§ ABOUT THIS EXERCISE
A complete answer includes every line below with the word "shirt".

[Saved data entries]
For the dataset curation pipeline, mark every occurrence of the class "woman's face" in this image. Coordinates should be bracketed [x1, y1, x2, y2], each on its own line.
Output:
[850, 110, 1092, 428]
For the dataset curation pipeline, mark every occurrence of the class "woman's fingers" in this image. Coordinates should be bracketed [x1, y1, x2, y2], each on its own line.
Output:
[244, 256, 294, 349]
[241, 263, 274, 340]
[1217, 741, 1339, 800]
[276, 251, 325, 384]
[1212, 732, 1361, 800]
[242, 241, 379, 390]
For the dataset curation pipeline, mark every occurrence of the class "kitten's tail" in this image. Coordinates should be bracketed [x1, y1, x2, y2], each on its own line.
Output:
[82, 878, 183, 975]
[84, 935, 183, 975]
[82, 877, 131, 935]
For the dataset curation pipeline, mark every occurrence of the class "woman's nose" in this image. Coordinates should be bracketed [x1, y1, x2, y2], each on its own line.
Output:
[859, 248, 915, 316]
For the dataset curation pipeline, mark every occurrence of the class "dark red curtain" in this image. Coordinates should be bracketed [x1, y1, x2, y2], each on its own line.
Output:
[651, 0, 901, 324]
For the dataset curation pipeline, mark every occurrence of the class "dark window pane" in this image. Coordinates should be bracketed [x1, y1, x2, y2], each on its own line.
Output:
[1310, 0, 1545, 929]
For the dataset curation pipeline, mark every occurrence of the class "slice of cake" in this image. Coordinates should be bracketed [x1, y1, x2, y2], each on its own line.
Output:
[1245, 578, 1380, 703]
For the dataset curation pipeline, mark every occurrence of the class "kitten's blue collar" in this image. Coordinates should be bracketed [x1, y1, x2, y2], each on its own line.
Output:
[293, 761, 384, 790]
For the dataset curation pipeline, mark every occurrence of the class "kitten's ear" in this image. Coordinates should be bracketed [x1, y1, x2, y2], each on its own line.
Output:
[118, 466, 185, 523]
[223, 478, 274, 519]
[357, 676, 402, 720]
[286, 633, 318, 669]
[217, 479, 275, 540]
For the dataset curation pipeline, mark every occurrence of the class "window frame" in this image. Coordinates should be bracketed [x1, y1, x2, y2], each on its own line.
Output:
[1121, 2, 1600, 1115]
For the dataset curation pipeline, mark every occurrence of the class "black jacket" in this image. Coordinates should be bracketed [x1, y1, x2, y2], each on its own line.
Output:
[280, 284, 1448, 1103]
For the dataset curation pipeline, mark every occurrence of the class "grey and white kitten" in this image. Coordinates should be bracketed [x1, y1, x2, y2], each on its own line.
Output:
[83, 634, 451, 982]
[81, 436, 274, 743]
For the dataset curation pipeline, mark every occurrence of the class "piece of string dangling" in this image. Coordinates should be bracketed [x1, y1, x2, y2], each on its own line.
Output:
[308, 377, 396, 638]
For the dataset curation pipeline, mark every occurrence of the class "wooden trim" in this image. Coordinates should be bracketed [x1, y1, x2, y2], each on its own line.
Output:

...

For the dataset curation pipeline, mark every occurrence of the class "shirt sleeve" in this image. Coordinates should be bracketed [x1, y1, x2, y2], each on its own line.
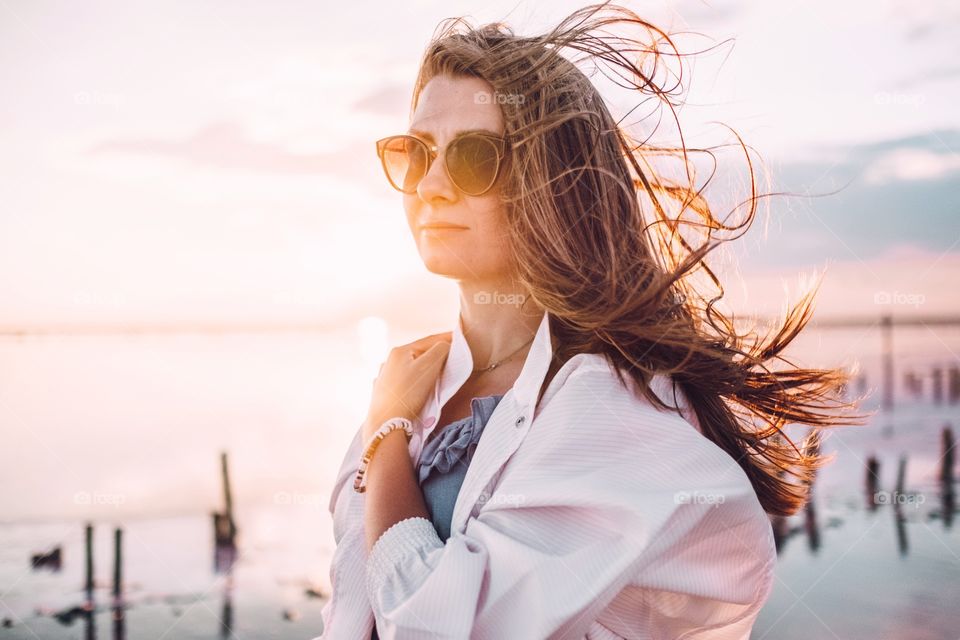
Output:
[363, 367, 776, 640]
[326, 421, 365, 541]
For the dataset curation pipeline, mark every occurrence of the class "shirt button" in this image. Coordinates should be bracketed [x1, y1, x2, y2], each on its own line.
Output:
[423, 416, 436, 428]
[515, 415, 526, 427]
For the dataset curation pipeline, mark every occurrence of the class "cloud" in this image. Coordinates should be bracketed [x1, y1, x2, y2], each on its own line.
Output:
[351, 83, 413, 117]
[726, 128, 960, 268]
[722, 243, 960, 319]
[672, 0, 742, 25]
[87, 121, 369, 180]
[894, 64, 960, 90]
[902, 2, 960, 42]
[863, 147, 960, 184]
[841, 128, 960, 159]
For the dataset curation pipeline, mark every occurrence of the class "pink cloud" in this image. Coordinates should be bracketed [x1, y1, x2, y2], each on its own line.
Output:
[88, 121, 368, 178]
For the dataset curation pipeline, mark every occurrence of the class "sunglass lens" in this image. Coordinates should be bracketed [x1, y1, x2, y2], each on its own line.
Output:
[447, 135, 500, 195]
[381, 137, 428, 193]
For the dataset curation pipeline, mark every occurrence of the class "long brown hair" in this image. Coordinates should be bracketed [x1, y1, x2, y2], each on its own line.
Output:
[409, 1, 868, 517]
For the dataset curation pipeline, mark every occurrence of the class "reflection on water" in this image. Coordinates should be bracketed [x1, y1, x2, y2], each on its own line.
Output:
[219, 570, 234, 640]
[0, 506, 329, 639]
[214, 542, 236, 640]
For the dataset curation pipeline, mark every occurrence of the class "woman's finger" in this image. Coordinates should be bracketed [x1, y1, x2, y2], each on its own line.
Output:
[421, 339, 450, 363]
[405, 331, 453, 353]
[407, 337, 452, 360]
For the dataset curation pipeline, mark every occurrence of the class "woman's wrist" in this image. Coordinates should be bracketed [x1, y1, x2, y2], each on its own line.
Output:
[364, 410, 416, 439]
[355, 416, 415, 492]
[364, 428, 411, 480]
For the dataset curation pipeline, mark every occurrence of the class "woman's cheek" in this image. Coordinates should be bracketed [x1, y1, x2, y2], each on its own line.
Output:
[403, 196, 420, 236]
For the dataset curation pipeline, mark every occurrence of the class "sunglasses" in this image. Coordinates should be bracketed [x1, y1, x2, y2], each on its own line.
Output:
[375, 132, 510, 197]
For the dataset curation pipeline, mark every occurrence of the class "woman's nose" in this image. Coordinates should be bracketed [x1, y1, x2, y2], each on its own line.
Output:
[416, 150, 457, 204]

§ YOUR RESPONSE
For the dataset curation pipeline, mark every occurrence of the class "shirt sleeve" in this image. Coordinates should be bracketed [x1, y1, x2, y2], each on its own line.
For the dataset curation pipeline, mark every occurrence of the class "shirt button" in this image. Coordinates should be bracketed [x1, y1, x2, y2], each on its own line.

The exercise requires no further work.